:: Records shown ::
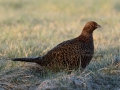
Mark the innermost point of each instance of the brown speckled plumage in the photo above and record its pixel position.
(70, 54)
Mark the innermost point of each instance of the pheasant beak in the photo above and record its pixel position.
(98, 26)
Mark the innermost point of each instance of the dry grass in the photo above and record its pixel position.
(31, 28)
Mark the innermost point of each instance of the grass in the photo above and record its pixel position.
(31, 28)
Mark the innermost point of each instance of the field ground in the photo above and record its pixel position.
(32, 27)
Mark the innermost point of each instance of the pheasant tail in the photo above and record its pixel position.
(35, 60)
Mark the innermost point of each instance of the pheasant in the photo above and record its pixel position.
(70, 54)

...

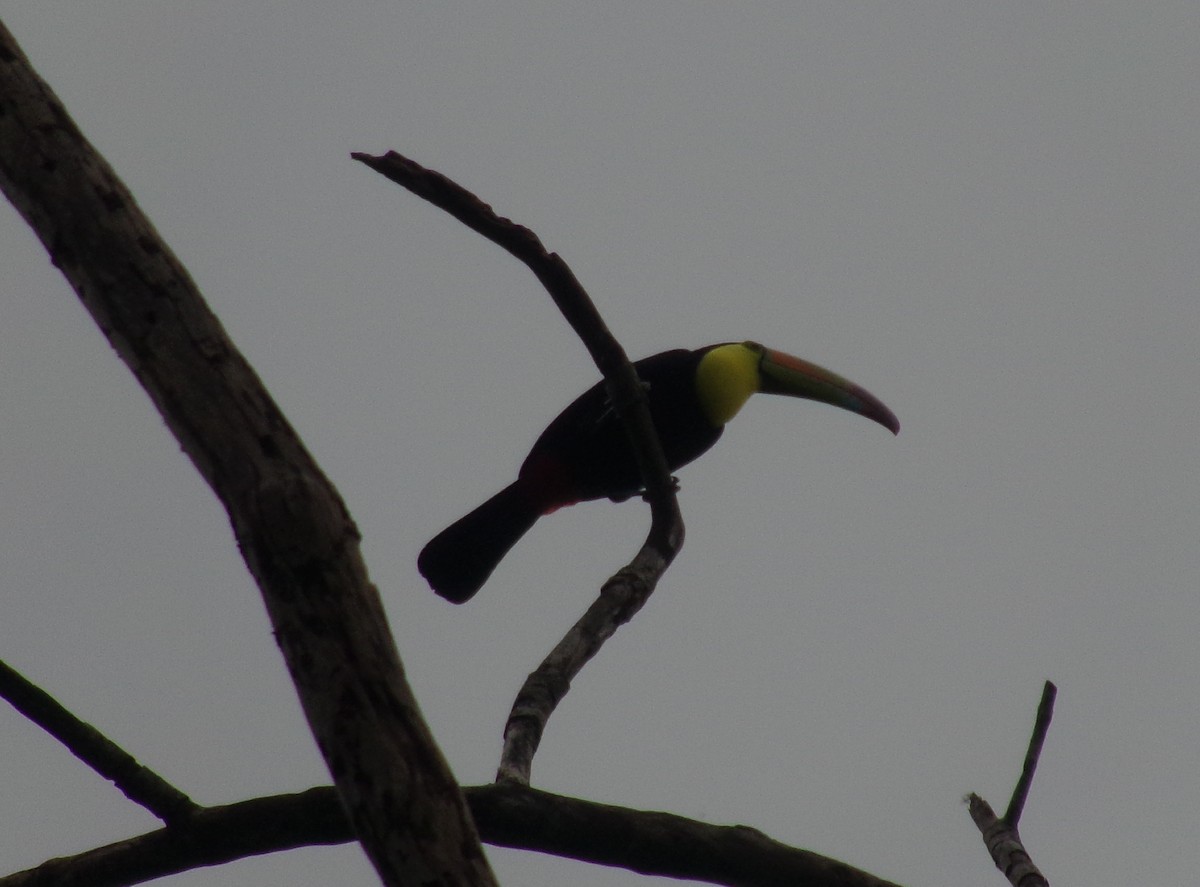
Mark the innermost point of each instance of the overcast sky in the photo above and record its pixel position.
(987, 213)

:: Your instructions ::
Locate each line in the records that contains the string "pheasant", and copy those lines in order.

:: The solution ::
Mark the innermost point of each instance of the pheasant beak in the photo above and record its pixel position.
Mark the innermost point of each instance of the pheasant tail in the photo above and record its pixel position.
Mark the innermost point of each instance of the pheasant in the photo above and record its pixel position.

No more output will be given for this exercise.